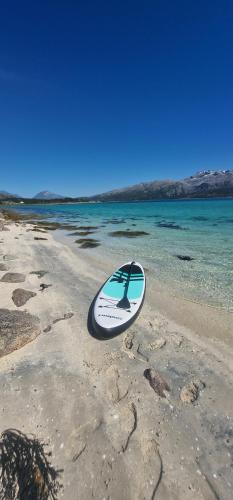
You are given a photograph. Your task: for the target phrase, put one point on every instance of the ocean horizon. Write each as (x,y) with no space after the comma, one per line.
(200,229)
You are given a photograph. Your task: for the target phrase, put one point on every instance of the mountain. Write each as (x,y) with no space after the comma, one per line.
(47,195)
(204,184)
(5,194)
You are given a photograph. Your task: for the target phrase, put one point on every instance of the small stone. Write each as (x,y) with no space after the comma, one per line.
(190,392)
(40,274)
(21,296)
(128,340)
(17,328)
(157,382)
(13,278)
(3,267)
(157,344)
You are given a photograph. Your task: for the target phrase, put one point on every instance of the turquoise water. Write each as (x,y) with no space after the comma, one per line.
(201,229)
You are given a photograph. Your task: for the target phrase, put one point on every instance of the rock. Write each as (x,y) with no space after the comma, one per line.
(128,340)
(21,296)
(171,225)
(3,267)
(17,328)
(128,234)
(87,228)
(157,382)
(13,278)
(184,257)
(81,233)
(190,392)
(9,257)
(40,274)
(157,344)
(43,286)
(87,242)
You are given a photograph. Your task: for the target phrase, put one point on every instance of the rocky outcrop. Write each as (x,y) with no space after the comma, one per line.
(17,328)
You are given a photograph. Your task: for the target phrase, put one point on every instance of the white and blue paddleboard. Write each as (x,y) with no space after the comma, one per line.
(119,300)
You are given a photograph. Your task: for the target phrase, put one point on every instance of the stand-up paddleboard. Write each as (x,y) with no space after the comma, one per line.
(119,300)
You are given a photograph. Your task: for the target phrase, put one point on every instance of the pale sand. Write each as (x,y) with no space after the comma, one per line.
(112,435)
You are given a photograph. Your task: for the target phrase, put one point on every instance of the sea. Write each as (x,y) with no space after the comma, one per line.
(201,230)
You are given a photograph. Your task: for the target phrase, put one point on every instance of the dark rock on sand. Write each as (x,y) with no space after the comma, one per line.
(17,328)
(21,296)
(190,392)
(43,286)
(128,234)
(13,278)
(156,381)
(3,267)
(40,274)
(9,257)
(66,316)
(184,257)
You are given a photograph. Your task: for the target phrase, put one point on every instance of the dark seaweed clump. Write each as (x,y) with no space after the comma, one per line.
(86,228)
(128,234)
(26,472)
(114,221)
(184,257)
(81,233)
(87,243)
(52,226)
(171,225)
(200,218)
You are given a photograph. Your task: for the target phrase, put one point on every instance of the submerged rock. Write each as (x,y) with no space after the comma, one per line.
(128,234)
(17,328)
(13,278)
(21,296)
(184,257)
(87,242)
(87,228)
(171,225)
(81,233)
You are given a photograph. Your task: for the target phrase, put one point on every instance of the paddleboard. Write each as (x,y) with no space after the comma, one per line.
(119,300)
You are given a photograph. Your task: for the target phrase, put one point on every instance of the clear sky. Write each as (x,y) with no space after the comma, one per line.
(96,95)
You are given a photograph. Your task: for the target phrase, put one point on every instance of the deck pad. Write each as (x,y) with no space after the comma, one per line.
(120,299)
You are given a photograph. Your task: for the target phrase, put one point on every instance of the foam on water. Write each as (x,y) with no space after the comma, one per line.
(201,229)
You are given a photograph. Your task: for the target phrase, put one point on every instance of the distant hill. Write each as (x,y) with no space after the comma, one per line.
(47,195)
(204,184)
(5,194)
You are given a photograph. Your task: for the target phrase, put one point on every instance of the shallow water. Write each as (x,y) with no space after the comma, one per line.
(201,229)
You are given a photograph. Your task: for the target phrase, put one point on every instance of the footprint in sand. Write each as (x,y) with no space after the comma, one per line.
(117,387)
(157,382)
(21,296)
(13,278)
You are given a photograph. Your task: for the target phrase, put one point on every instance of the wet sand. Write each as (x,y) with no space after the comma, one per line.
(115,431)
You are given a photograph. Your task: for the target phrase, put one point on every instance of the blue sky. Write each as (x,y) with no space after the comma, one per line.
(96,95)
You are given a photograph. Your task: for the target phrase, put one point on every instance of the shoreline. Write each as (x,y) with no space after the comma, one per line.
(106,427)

Work order: Where pictures occur in the material above, omit them and return everything else exactly.

Exercise result:
You are given a photograph. Your task: for the target phrase, put one point on every instance of the ocean horizon. Write each as (x,y) with no space after the comma, one per line.
(200,229)
You are given a photograph. Your task: for the target phrase, put one point on every instance of the mountain. Write each as (x,y) with no space after the comma, one per line.
(47,195)
(204,184)
(5,194)
You are given a photograph. Your task: for the target phrase, put one point on every instance of the small stone. Write each as (x,y) with no space after the comma, one per line.
(190,392)
(40,274)
(21,296)
(128,340)
(17,328)
(157,382)
(13,278)
(3,267)
(157,344)
You are given a photograph. Your task: for the target phrase, put one point on every instance of the turquoise water. Write each as (x,y) with no space after the comma, one per line.
(201,229)
You are given a photograph. Your task: for the target phrase, put one point on every instance of the rock. Write each as (x,y) with no space after the comma, one per line.
(128,340)
(21,296)
(171,225)
(3,267)
(17,328)
(128,234)
(87,228)
(157,382)
(13,278)
(184,257)
(81,233)
(190,392)
(9,257)
(40,274)
(157,344)
(43,286)
(87,242)
You are given a photograph. Your task: for the target phrase, put one point on every instance of the rocky outcrop. Write each as (x,y) with no space after the comma, one per line.
(17,328)
You are given a photograph. Your task: for the target phrase, put one point on every instance of the white and blue paddleboard. Write each as (x,y) with no space after the comma, one per line.
(119,300)
You are given a photograph. Your task: for the target phrase, put one point on every instance of the stand-up paddleboard. Write each as (x,y) with no space after the comma, one per line.
(119,300)
You are given a photograph. Your task: for the target phrase, put one point on every instance of the pale sand. Write each as (x,y) with no space after the comma, one per line.
(112,435)
You are given a photograph. Your task: for the target phrase, put one point on every instance of the sea. Write each as (x,y) with no space after the comma, one per line.
(201,230)
You are given a photograph. Your task: for the target phrase, put one point on every instance of the dark rock on sand. Write each as (x,y) with no space after the comma, one per line.
(17,328)
(21,296)
(190,392)
(43,286)
(128,234)
(13,278)
(156,381)
(3,267)
(40,274)
(9,257)
(66,316)
(184,257)
You are given a photograph. Your task: for the target phrase, put one point on every instance of the dark seaweed clump. Write each as (x,y) with no space after the comma, one per line.
(86,228)
(128,234)
(26,472)
(114,221)
(184,257)
(81,233)
(87,243)
(52,226)
(171,225)
(200,218)
You are given a photograph. Your task: for the target phrase, put one point on every instance of the submerged rock. Write each as (x,y) with no space after the comma, one per line.
(128,234)
(17,328)
(13,278)
(21,296)
(184,257)
(87,242)
(87,228)
(171,225)
(81,233)
You are given a photograph. Your task: for the target phrase, put one point on every instance of the paddleboard. Write each as (x,y) with no space after the comma, one per line.
(119,300)
You are given a photograph. Your task: for the target phrase, put one point on every instance of the clear sky. Write each as (x,y) with no space after the comma, one per line.
(96,95)
You are given a photograph. Your task: for the target phrase, put one point on every instance of the deck pad. Write each as (x,y) with no space after the comma, one per line.
(120,299)
You are given a photograph. Your task: for the target phrase, put one point on every instance of the foam on water. Write each as (x,y) with no space after the comma, one per line.
(201,229)
You are given a photograph. Your task: for the target phrase, put one point on every instance of the distant hill. Write each as (x,y) with no space after the comma, one per line.
(47,195)
(204,184)
(5,194)
You are given a photograph. Your task: for the target phrase, put one point on every instance of the shallow water. Write each as (x,y) with no space after the comma, one per line.
(201,229)
You are given a photograph. Your task: for the target phrase, put one point on every instance of the footprint in sand. Write each as (x,y) with no space after the comma, one per line.
(117,387)
(157,382)
(21,296)
(13,278)
You are given a photograph. Your task: for the target phrase, put one point on every instance of the wet sand. Write each as (x,y) with no space after the comma, one per line.
(115,431)
You are given a photograph. Your task: for the target phrase, put one point on every instance of the blue sky. Write each as (x,y) with no space after the comma, one per line.
(96,95)
You are given a photograph. Your task: for the target phrase, put one point on every instance of the shoreline. Write each as (x,y) with no space after the comma, one per line.
(106,427)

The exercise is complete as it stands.